─── Passage given
Postby Jonne » 2005-09-07, 18:22

How to break a word into syllables?

RULES

The dividing line between two syllables goes
- before one consonant:
ka-tu, lii-sa, suo-ma-lai-nen
- between two consonants:
kyl-lä, met-sä, haus-ka, a-me-rik-ka
- before the last of three consonants:
rans-ka, kort-ti
- between two vowels which do not form a diphthong (see lesson 1):
lu-en, mai-to-a, ha-lu-ai-sin, ra-di-o

A syllable ending in a vowel is called open
A syllable ending in a consonant i called closed

EXAMPLE:
:: Luin tänään kirjan ja kävin uimassa. Ulkona oli lämmintä, muttei liian kuuma.
:: Lu-in tä-nään kir-jan ja kä-vin ui-mas-sa. Ul-ko-na o-li läm-min-tä, mut-tei lii-an kuu-ma.

EXERCISE
BREAK INTO SYLLABLES:
a) ilo, kolo, muoto, asua, rauha, tietyömaa, riiuuyöaie

b) sanakirjoissa on monia sanoja, joita emme tiedä, tai joista emme ole kuulleetkaan.

(post into this thread)


GRADAATIO - Gradation


Gradation = consonant changes. It means that when you add a suffix to a certain kind of a word, the consonants change to others or disappear completely.

Gradation affects to words whose last syllable starts with k, p or t.
──────
─── Exercise materials
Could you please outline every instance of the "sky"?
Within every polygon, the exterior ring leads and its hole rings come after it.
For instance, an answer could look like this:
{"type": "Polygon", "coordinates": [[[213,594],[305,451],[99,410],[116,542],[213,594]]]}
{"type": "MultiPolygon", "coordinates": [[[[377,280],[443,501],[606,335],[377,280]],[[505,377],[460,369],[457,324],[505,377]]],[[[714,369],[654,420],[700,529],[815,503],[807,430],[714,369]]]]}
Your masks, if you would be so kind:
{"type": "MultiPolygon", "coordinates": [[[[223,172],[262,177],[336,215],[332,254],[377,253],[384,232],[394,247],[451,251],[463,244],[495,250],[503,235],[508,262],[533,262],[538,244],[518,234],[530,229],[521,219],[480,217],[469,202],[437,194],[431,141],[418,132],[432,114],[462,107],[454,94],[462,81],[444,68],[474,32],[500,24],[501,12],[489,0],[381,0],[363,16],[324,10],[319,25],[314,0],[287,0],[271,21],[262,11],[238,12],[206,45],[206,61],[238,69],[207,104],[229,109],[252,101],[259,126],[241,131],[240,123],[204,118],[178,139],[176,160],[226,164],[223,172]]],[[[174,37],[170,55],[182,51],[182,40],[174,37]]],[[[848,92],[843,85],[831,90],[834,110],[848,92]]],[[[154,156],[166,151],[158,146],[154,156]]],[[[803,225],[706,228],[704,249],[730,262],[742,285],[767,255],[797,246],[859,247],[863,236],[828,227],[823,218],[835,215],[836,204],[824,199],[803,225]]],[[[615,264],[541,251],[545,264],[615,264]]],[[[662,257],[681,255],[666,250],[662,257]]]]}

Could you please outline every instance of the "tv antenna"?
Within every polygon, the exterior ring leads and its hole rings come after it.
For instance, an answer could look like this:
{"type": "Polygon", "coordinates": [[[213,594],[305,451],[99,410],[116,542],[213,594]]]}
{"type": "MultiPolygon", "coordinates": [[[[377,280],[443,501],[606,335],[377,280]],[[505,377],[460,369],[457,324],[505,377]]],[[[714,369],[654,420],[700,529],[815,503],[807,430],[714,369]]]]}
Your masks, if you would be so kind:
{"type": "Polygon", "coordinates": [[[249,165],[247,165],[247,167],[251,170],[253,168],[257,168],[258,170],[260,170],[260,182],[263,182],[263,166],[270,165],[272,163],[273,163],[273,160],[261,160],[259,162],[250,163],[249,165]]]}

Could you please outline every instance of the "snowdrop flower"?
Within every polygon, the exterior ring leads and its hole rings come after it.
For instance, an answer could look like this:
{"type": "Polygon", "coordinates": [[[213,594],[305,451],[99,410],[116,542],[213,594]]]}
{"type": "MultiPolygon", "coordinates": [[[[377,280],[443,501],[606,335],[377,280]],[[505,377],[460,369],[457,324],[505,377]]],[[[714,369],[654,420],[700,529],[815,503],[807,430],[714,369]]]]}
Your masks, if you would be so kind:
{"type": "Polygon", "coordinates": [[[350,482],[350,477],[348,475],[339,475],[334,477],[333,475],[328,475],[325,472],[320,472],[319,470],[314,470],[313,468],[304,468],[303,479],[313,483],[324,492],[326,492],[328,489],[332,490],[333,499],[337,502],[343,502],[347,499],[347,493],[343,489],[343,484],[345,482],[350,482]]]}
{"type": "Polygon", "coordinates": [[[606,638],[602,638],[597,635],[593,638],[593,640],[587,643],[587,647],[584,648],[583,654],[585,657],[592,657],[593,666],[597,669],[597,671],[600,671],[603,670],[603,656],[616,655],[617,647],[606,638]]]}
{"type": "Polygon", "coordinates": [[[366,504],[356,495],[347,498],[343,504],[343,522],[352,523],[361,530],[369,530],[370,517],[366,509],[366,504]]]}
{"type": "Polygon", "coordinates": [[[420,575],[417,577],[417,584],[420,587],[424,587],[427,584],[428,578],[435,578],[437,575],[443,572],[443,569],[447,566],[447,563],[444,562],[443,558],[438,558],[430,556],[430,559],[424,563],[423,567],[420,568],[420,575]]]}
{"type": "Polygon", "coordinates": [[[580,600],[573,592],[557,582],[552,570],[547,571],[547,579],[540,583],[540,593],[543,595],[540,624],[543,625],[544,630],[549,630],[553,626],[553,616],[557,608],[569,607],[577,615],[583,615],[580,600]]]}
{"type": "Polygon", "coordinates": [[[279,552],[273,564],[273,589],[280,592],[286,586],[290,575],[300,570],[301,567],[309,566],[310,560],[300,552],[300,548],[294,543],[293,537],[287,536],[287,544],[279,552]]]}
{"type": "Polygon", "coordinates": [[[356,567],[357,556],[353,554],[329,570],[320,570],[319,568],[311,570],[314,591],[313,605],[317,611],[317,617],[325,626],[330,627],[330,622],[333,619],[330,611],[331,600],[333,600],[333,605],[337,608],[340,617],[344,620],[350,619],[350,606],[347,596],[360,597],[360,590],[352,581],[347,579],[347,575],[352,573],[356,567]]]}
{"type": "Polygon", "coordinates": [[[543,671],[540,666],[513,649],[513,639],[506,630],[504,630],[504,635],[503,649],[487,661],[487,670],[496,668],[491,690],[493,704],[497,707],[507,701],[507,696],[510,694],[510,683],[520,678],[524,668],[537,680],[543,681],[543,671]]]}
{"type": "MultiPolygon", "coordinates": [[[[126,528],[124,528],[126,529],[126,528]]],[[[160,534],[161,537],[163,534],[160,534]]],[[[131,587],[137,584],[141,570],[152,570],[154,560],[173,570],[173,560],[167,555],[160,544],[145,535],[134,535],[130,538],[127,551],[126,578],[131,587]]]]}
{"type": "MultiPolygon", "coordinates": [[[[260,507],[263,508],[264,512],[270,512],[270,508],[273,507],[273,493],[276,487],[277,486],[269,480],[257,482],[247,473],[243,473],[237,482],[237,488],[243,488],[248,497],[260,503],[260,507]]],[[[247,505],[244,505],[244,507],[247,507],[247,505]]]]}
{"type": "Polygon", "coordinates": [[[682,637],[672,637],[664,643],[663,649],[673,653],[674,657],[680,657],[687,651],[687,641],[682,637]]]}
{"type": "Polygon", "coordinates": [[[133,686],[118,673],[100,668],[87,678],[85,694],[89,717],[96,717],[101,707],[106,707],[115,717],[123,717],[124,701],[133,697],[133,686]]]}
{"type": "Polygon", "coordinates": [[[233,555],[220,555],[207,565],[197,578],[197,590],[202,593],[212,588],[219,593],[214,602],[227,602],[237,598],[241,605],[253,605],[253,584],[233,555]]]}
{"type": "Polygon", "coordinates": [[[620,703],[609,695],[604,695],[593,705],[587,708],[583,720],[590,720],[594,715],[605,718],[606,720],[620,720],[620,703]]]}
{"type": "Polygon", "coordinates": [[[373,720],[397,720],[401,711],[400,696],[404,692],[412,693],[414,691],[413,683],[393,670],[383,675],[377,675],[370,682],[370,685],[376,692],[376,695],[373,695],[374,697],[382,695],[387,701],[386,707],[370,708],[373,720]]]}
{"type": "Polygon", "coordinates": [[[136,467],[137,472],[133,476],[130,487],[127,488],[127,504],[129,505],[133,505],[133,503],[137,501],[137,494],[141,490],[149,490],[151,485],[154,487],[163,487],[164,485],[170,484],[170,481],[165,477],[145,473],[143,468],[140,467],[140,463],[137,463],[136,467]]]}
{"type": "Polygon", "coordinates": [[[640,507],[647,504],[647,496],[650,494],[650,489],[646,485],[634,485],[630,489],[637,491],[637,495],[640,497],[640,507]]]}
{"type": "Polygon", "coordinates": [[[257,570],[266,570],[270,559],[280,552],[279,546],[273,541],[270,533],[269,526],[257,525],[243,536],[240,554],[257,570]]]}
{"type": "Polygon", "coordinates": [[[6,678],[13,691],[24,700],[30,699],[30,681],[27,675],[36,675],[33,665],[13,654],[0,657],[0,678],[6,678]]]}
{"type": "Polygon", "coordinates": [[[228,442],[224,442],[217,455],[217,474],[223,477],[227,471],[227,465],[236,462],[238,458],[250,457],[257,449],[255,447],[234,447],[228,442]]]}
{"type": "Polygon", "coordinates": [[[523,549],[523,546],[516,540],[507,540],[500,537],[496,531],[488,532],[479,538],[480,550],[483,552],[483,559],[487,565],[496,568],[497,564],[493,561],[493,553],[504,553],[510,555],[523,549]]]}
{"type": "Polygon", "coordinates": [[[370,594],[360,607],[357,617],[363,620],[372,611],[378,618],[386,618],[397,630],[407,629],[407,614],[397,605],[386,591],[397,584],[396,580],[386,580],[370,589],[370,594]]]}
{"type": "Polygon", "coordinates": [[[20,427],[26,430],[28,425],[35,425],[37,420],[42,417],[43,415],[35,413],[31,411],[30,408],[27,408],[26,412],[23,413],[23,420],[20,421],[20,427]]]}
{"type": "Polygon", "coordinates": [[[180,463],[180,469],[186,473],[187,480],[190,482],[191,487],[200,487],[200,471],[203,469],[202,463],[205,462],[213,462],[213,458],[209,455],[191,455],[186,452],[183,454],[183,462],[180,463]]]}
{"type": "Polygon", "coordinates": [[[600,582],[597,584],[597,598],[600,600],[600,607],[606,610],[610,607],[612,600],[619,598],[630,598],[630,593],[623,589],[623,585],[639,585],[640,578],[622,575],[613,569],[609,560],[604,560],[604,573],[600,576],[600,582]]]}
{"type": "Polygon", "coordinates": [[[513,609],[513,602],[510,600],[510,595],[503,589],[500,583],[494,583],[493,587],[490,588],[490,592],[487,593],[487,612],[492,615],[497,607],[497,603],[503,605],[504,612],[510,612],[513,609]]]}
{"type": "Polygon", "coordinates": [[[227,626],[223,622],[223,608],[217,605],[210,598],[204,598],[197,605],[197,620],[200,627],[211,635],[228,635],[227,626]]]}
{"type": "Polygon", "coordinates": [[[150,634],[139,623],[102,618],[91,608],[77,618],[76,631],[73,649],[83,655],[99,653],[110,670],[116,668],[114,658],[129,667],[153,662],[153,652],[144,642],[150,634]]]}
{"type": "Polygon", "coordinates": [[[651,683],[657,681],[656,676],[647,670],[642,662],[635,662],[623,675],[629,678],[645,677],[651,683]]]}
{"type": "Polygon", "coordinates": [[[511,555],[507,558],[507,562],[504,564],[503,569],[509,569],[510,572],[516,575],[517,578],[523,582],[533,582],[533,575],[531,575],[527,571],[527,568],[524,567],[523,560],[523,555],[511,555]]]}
──────
** Exercises to complete **
A. Reproduce the Finnish syllable lesson in full, word for word.
B. Collect every line of the rows that contains the word "please". Treat uppercase and lowercase letters as different.
The Finnish syllable lesson and the rows were taken from unrelated sources.

** Responses to the exercise **
A.
Postby Jonne » 2005-09-07, 18:22

How to break a word into syllables?

RULES

The dividing line between two syllables goes
- before one consonant:
ka-tu, lii-sa, suo-ma-lai-nen
- between two consonants:
kyl-lä, met-sä, haus-ka, a-me-rik-ka
- before the last of three consonants:
rans-ka, kort-ti
- between two vowels which do not form a diphthong (see lesson 1):
lu-en, mai-to-a, ha-lu-ai-sin, ra-di-o

A syllable ending in a vowel is called open
A syllable ending in a consonant i called closed

EXAMPLE:
:: Luin tänään kirjan ja kävin uimassa. Ulkona oli lämmintä, muttei liian kuuma.
:: Lu-in tä-nään kir-jan ja kä-vin ui-mas-sa. Ul-ko-na o-li läm-min-tä, mut-tei lii-an kuu-ma.

EXERCISE
BREAK INTO SYLLABLES:
a) ilo, kolo, muoto, asua, rauha, tietyömaa, riiuuyöaie

b) sanakirjoissa on monia sanoja, joita emme tiedä, tai joista emme ole kuulleetkaan.

(post into this thread)


GRADAATIO - Gradation


Gradation = consonant changes. It means that when you add a suffix to a certain kind of a word, the consonants change to others or disappear completely.

Gradation affects to words whose last syllable starts with k, p or t.

B.
Could you please outline every instance of the "sky"?
Could you please outline every instance of the "tv antenna"?
Could you please outline every instance of the "snowdrop flower"?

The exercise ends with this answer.